What needs to be done: Print each entry in full, word for word, with no pictures in the result.

Data extracted from a collection:

______________________________

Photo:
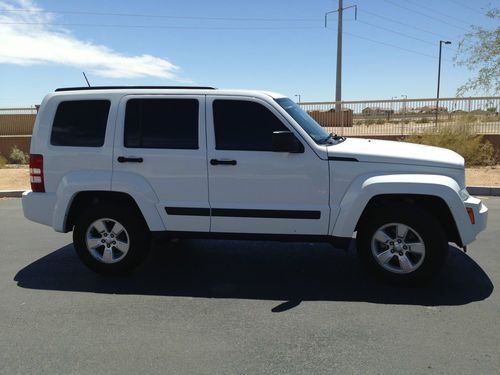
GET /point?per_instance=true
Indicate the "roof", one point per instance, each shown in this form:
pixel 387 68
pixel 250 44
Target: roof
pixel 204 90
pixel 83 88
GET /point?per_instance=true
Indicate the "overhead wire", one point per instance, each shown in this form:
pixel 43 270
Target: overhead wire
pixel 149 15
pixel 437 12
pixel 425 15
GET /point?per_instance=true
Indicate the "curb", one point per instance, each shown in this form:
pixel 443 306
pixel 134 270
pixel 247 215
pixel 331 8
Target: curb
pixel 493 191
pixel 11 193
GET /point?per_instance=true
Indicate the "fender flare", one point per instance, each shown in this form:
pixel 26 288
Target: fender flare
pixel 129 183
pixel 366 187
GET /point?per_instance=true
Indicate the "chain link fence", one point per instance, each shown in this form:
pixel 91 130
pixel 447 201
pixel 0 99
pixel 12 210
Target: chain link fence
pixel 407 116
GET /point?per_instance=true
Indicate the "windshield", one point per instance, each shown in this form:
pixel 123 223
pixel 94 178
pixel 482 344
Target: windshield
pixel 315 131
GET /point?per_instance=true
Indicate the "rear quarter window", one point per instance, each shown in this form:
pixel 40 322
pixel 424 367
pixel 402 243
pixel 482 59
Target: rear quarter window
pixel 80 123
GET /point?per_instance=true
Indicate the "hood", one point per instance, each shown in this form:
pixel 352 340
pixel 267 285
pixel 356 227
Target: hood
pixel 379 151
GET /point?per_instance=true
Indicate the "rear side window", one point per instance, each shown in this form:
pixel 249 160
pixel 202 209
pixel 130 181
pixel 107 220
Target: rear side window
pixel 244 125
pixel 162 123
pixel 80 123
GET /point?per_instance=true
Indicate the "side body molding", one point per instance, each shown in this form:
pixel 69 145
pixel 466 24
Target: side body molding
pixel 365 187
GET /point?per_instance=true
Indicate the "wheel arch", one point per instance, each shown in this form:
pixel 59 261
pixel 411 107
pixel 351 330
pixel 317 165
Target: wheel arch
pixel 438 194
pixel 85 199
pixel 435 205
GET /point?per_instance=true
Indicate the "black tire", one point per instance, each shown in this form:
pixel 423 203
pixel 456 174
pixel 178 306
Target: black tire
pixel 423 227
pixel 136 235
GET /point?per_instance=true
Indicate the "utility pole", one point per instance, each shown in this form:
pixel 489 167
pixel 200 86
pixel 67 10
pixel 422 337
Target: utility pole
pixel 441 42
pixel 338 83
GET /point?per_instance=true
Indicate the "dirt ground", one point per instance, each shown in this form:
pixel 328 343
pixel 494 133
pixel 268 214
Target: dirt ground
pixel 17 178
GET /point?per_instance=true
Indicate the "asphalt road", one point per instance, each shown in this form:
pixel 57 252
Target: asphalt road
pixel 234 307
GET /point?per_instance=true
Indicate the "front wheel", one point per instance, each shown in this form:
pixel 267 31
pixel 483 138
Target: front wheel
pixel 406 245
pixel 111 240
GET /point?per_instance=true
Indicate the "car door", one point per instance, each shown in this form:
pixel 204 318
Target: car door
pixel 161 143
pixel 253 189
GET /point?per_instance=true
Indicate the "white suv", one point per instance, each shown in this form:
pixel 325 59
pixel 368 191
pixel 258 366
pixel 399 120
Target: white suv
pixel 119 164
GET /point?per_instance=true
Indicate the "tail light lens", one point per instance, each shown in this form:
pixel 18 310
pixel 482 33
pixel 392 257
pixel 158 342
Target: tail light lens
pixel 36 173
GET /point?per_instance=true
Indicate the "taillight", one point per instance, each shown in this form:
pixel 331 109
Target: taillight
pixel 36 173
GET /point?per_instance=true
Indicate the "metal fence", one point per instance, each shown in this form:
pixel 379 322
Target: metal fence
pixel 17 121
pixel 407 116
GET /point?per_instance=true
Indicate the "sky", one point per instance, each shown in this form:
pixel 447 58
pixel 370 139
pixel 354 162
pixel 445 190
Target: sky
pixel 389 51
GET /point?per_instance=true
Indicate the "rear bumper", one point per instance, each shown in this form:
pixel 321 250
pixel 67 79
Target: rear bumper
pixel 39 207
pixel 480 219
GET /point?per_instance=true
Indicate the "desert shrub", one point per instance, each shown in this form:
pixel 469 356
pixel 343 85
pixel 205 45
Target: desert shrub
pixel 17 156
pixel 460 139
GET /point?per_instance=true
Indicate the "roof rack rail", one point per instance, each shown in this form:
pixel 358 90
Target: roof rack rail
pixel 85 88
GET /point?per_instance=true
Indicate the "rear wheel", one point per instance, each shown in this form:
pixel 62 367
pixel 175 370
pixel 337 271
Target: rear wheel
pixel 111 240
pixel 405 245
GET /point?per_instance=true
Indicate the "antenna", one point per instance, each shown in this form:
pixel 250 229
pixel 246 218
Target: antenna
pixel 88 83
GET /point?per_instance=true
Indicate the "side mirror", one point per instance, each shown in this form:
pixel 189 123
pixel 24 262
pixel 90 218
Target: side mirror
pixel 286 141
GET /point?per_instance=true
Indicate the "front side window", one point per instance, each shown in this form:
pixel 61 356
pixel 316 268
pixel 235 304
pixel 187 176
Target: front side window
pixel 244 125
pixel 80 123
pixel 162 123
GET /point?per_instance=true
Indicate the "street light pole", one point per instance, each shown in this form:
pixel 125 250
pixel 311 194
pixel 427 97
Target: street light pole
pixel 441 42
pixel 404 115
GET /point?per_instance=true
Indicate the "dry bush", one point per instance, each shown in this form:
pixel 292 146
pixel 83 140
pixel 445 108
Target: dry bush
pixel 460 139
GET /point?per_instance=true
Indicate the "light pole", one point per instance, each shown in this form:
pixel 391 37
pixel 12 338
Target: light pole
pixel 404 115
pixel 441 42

______________________________

Completed exercise:
Photo:
GET /point?per_instance=true
Indicate the "roof", one point per instance, each shown in this form:
pixel 387 68
pixel 250 44
Target: roof
pixel 204 90
pixel 83 88
GET /point?per_instance=true
Indicate the "overhead wire", one point per instance, each shown in this form:
pixel 43 270
Target: overhead wire
pixel 149 15
pixel 437 12
pixel 425 15
GET /point?per_instance=true
Indicate the "curb", one point per instance, each shown in this form:
pixel 443 306
pixel 134 270
pixel 247 215
pixel 331 8
Target: curb
pixel 493 191
pixel 11 193
GET /point?per_instance=true
Indicate the "fender flare", one point per instance, each shown in this form:
pixel 26 288
Target: fender flare
pixel 129 183
pixel 366 187
GET /point?per_instance=true
Indicate the "chain link fence", one point per instance, each shown in this form:
pixel 91 130
pixel 447 201
pixel 0 99
pixel 12 210
Target: chain link fence
pixel 407 116
GET /point?per_instance=true
Indicate the "windshield", one point per instance, each shown in this form:
pixel 123 223
pixel 94 178
pixel 482 344
Target: windshield
pixel 315 131
GET /point?per_instance=true
Indicate the "rear quarter window", one point per instance, each shown in this form:
pixel 40 322
pixel 424 367
pixel 402 243
pixel 482 59
Target: rear quarter window
pixel 80 123
GET /point?per_instance=true
Indicate the "hood", one point per instance, each shown in this form:
pixel 352 340
pixel 267 285
pixel 356 227
Target: hood
pixel 379 151
GET /point?per_instance=true
Indicate the "rear side window", one point per instance, each shown in this form:
pixel 249 160
pixel 202 209
pixel 130 181
pixel 107 220
Target: rear side window
pixel 244 125
pixel 162 123
pixel 80 123
GET /point?per_instance=true
Indicate the "side body molding", one point per instance, each shown in this form:
pixel 69 145
pixel 466 24
Target: side body molding
pixel 365 187
GET /point?per_instance=true
Indicate the "wheel arch", one point per instance, each shown in this form:
pixel 59 261
pixel 411 107
pixel 351 330
pixel 317 165
Target: wheel arch
pixel 438 194
pixel 85 199
pixel 435 205
GET /point?per_instance=true
Indicate the "black tire", one point per instance, each shown in this form:
pixel 423 203
pixel 456 174
pixel 178 306
Target: black tire
pixel 423 227
pixel 136 235
GET /point?per_instance=true
Indicate the "utility pole", one point per instance, each shown in this form:
pixel 489 167
pixel 200 86
pixel 67 10
pixel 422 337
Target: utility pole
pixel 441 42
pixel 338 83
GET /point?per_instance=true
Indicate the "dirt ground", one point per instance, each shown in this form:
pixel 328 343
pixel 494 133
pixel 268 214
Target: dirt ground
pixel 17 178
GET /point?per_instance=true
Indicate the "asphalt road", one point per instance, each shown in this form:
pixel 57 252
Target: asphalt road
pixel 234 307
GET /point?per_instance=true
Indicate the "front wheel", one point per instance, each shown in this form:
pixel 267 31
pixel 483 138
Target: front wheel
pixel 406 245
pixel 111 240
GET /point?per_instance=true
Indicate the "car door", one point per instance, each shown in this form:
pixel 204 318
Target: car door
pixel 161 143
pixel 253 189
GET /point?per_instance=true
Indicate the "white suv", one point per instance, each shown in this form:
pixel 325 59
pixel 368 191
pixel 258 366
pixel 399 120
Target: white suv
pixel 119 164
GET /point?per_instance=true
Indicate the "tail light lens", one point per instance, each shown in this form:
pixel 18 310
pixel 482 33
pixel 392 257
pixel 158 342
Target: tail light lens
pixel 36 173
GET /point?per_instance=true
Indicate the "taillight", one point per instance, each shown in this form:
pixel 331 109
Target: taillight
pixel 36 173
GET /point?per_instance=true
Indicate the "metal fence", one point per instance, each shown in this form:
pixel 379 322
Target: metal fence
pixel 17 121
pixel 407 116
GET /point?per_instance=true
Indicate the "sky", one point per instance, each shown in this form:
pixel 447 58
pixel 370 139
pixel 354 162
pixel 445 190
Target: sky
pixel 389 51
GET /point?per_instance=true
Indicate the "rear bumper", one point per instance, each shown in this form:
pixel 321 250
pixel 67 79
Target: rear bumper
pixel 39 207
pixel 480 219
GET /point?per_instance=true
Indicate the "desert shrub", one point per instance, each shown in this form:
pixel 469 356
pixel 343 85
pixel 205 45
Target: desert shrub
pixel 17 156
pixel 460 139
GET /point?per_instance=true
Indicate the "roof rack rail", one point per instance, each shown in this form:
pixel 358 90
Target: roof rack rail
pixel 85 88
GET /point?per_instance=true
Indicate the "rear wheel", one point per instance, each shown in this form:
pixel 62 367
pixel 175 370
pixel 337 271
Target: rear wheel
pixel 111 240
pixel 405 245
GET /point?per_instance=true
Indicate the "antenna", one point per instance, each shown in this form:
pixel 250 229
pixel 246 218
Target: antenna
pixel 88 83
GET /point?per_instance=true
Indicate the "side mirror", one point per instance, each shown in this form:
pixel 189 123
pixel 24 262
pixel 90 218
Target: side mirror
pixel 286 141
GET /point?per_instance=true
Indicate the "front side window", one point per instance, each shown in this form:
pixel 61 356
pixel 316 268
pixel 235 304
pixel 187 176
Target: front side window
pixel 244 125
pixel 80 123
pixel 162 123
GET /point?per_instance=true
Indicate the "street light pole", one point per instance, each shown in this form:
pixel 125 250
pixel 311 194
pixel 427 97
Target: street light pole
pixel 441 42
pixel 404 115
GET /point?per_instance=true
Indicate the "dry bush", one point per instance, each shown in this form:
pixel 292 146
pixel 83 140
pixel 445 108
Target: dry bush
pixel 460 139
GET /point?per_instance=true
Indicate the "light pole", one point per instance, each shown in this form:
pixel 391 37
pixel 12 338
Target: light pole
pixel 404 115
pixel 441 42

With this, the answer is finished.